▶ **Work to complete**:
Give back every entry, copied exactly.

▶ **Input data**:
^^^^^^^^

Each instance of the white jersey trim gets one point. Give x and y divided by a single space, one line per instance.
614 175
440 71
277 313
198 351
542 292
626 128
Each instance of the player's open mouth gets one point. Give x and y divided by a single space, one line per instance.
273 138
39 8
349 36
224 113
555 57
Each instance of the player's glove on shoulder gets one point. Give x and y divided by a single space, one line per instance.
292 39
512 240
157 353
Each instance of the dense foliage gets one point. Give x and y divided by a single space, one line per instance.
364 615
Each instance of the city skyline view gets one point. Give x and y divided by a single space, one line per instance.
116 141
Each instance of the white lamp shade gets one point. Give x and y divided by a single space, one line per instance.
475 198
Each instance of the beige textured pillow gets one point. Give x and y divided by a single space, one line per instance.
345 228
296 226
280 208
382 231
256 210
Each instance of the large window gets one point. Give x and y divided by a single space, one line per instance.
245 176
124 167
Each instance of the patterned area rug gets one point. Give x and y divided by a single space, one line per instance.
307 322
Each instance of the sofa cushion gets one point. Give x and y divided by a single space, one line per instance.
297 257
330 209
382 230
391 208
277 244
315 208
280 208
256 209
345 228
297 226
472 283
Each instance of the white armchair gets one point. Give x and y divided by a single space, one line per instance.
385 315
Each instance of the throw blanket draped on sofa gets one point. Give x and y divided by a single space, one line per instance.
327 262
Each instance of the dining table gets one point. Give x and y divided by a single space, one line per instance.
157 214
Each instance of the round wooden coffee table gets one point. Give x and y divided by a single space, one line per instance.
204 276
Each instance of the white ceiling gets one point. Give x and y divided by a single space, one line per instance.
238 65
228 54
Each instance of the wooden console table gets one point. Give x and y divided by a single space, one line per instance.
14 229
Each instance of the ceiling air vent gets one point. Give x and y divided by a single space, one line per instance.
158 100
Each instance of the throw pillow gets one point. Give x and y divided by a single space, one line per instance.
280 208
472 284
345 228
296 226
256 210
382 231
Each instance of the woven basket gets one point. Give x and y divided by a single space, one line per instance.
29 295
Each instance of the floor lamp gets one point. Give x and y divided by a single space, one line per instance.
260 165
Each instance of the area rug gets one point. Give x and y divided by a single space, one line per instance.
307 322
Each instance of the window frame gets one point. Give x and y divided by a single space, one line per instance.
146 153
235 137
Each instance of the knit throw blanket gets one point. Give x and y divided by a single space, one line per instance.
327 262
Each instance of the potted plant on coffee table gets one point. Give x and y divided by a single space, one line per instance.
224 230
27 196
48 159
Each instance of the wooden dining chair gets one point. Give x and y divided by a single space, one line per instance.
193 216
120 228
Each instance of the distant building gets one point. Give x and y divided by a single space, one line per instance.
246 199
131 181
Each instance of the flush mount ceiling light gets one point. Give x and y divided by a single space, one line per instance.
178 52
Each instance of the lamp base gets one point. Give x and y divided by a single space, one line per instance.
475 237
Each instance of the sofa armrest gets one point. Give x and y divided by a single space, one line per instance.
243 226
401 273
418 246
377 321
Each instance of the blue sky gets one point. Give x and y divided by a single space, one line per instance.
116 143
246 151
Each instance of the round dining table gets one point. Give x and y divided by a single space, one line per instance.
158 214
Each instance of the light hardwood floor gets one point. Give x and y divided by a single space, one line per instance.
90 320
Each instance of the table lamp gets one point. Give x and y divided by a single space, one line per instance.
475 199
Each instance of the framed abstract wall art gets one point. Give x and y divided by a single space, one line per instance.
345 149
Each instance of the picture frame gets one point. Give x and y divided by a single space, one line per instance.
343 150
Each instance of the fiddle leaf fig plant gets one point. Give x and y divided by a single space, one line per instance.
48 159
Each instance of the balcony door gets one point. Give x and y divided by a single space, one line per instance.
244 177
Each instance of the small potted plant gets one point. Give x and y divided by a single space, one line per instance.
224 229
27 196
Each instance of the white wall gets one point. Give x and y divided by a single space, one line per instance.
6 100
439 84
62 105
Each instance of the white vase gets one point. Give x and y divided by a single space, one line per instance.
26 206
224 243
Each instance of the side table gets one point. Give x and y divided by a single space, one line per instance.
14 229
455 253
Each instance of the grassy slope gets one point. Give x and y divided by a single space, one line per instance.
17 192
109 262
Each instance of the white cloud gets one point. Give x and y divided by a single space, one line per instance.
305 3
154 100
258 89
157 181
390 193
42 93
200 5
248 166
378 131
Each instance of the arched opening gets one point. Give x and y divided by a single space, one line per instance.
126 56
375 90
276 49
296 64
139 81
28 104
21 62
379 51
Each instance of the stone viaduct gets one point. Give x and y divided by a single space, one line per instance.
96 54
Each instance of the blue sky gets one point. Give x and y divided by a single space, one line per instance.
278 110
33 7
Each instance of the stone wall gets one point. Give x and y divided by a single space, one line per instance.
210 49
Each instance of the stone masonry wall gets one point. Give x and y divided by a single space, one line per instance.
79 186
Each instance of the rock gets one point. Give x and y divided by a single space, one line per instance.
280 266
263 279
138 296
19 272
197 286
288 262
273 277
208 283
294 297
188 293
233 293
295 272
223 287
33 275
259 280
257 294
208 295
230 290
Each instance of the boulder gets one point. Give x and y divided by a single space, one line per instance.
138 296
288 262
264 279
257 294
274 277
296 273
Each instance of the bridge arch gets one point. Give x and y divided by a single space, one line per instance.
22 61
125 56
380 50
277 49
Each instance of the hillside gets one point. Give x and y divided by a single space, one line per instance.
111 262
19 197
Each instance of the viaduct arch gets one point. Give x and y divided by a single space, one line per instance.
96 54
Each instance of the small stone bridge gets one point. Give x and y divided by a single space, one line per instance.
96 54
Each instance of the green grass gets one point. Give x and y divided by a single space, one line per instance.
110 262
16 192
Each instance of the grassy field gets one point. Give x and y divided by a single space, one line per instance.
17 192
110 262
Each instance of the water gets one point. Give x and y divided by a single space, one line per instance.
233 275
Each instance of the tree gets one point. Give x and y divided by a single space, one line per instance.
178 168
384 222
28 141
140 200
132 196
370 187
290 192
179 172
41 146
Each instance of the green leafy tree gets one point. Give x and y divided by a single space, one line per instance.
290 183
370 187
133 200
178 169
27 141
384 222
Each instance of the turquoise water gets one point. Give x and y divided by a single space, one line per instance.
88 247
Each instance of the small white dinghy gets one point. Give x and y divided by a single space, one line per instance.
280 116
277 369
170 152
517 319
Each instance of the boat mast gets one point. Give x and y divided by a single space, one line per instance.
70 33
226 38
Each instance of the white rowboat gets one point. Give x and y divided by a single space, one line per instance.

^^^^^^^^

▶ **Answer to the problem**:
Each instance of the white jersey trim gets one point. Give x and y divided by a single space, one line per instance.
614 175
440 71
277 313
198 351
542 292
626 128
Each instance of the player's open mouth gets one point. Give x and y divided by a single space, one line per instance.
273 138
39 8
349 36
224 113
555 57
Each instance of the player's glove on shoulder gets one point. Give x and y divided by a single space, one line per instance.
292 39
512 240
157 353
Each instance of the dense foliage gets one point. Give x and y divided by a single space, one line per instance.
364 615
Each instance of the city skyline view gets one point. Give x and y divided by a single space, one line per instance.
116 141
Each instance of the white lamp shade gets one point. Give x and y divided by a single space, one line per instance.
475 198
Each instance of the beige textured pillow gets one point. Give x and y divided by a single space, one line per instance.
345 228
296 226
280 208
382 231
256 210
Each instance of the large window gets one point. Give x and y divided by a single space, one line per instance.
245 176
124 167
Each instance of the patterned area rug gets one point. Give x and y divided by a single space, one line per instance.
307 322
Each instance of the sofa cushion gets one point. Give x and y divided by a single space, one line per instance.
297 257
330 209
382 230
391 208
277 244
315 208
280 208
256 209
345 228
297 226
472 283
Each instance of the white armchair gets one point. Give x and y divided by a single space, one line per instance.
385 315
Each instance of the throw blanket draped on sofa gets one point. Give x and y divided by a single space, one line per instance.
327 262
Each instance of the dining table gets one point. Give x and y divided by a single space, one line per instance.
157 214
Each instance of the round wooden coffee table gets one point. Give x and y divided by a single space, one line per instance.
204 276
Each instance of the white ceiling gets one point. Give x and y divided by a single space, one line per instance.
238 65
228 54
Each instance of the wooden console table gets one point. Give x and y divided by a single space, one line per instance.
14 229
Each instance of the ceiling air vent gets one point. Give x and y divided by a single space, one line per instance.
158 100
Each instance of the throw pillow gets one point. Give x and y divided by a single space, one line per instance.
280 208
472 284
345 228
296 226
256 210
382 231
Each instance of the woven basket gets one point. Give x and y divided by a single space, one line per instance.
29 295
Each instance of the floor lamp gets one point. Give x and y divided by a single space, one line per instance.
260 165
Each instance of the area rug gets one point. Give x and y divided by a single space, one line per instance.
307 322
Each instance of the window frame gets one point. Give x and y divided by a single space, one line per instance.
146 153
235 137
Each instance of the knit throw blanket gets one point. Give x and y divided by a single space, one line per instance.
327 262
Each instance of the potted plant on coffee table gets one point. Give x and y divided by a single space, one line per instance.
224 230
27 196
48 159
Each instance of the wooden dining chair gets one point. Give x and y divided by a single space, one line per instance.
193 216
120 228
Each instance of the distant building gets one point. Give x and y divided by a single space, one line per instance.
246 199
131 181
Each instance of the flush mount ceiling light gets one point. Give x and y divided by a single space, one line per instance.
178 52
Each instance of the lamp base gets one point. Give x and y divided by a single space, one line per instance.
475 237
Each instance of the sofa armrest gets one point. Give x and y divided by a single space, one line per instance.
243 226
401 273
418 246
377 321
Each instance of the blue sky gets one point. Give x and y divided by a single space, one line per instance.
116 143
246 151
Each instance of the round dining table gets one point. Give x and y divided by a single space, one line per instance.
158 214
Each instance of the light hardwood floor gets one point. Give x and y divided by a single space, one line per instance.
90 320
Each instance of the table lamp gets one point. Give x and y divided by a single space, one line per instance.
475 199
Each instance of the framed abstract wall art gets one point. Give x and y divided by a single space, one line per instance.
345 149
Each instance of the picture frame gets one point. Give x and y divided by a single space, one line per instance.
343 150
Each instance of the fiddle leaf fig plant gets one point. Give x and y divided by a single space, one line per instance.
48 159
Each instance of the balcony door gets one point. Give x and y divided by a single space, one line per instance.
244 177
Each instance of the small potted plant gets one point. Give x and y divided by a single space, one line per instance.
224 229
27 196
Each instance of the white wall gets one point. Give x and y divided by a single space, one line per instance.
6 100
439 84
62 105
Each instance of the white vase gets one point. Give x and y divided by a single space, one line per instance.
26 206
224 243
Each instance of the side table gets one point. Give x and y divided by a single space, one line per instance.
14 229
455 253
Each instance of the grassy slope gets one point. Give x and y divided by a single space, one line per instance.
17 192
109 262
Each instance of the white cloud gets one point. Give x and y divided by a single space, one line per instance.
305 3
154 100
258 89
157 181
390 193
42 93
200 5
248 166
378 131
Each instance of the arched opening gets one point. Give x and y divided by a single space, one line per instance.
126 56
375 90
276 49
296 64
139 81
28 104
21 62
379 51
Each instance of the stone viaduct gets one point. Give x and y divided by a single space, one line per instance.
96 54
Each instance of the blue sky gets one point. Give x and y divided by a single space, one line per instance.
278 110
33 7
Each instance of the stone wall gets one point. Give x and y divided by a single space, one line per instance.
210 49
Each instance of the stone masonry wall gets one point. Give x and y divided by a single space, one line per instance.
79 186
Each instance of the rock gets one point. Give x and y divided by a single space, one line per instance.
280 266
263 279
138 296
19 272
197 286
288 262
273 277
208 283
294 297
188 293
233 293
295 272
223 287
33 275
259 280
257 294
208 295
230 290
Each instance of the boulder gets one point. Give x and y divided by a single space, one line per instance.
138 296
288 262
264 279
257 294
274 277
296 273
Each instance of the bridge arch gets one point. Give x and y divided by a single space, one line per instance.
22 61
125 56
380 50
277 49
Each instance of the hillside gets one point. Give x and y divided by a single space, one line per instance.
111 262
19 197
Each instance of the viaduct arch gets one point. Give x and y divided by a single space, one line per instance.
96 54
Each instance of the small stone bridge gets one point. Give x and y divided by a single space, one line per instance.
96 54
Each instance of the green grass gets one point. Give x and y divided by a single space, one line per instance.
110 262
16 192
Each instance of the grassy field gets one point. Give x and y divided by a single space, one line per instance.
17 192
110 262
Each instance of the water gets one point. Give x and y divided by a single space, one line per instance.
233 275
Each instance of the tree gets one point. Give x and y divided by a single space, one line per instance.
178 168
384 222
28 141
140 200
132 196
370 187
290 192
179 172
41 146
Each instance of the green leafy tree gets one point. Give x and y divided by a single space, one line per instance.
290 183
370 187
133 200
178 169
27 141
384 222
Each instance of the turquoise water gets one point. Give x and y divided by a single space, one line per instance.
88 247
Each instance of the small white dinghy gets one point. Give x and y divided by a single space, one line per instance.
280 116
277 369
170 152
517 319
Each instance of the boat mast gets one point. Give x and y divided by a single space, one line per instance.
70 33
226 38
Each instance of the white rowboat gets one point. Give x and y divided by a single space, one line per instance.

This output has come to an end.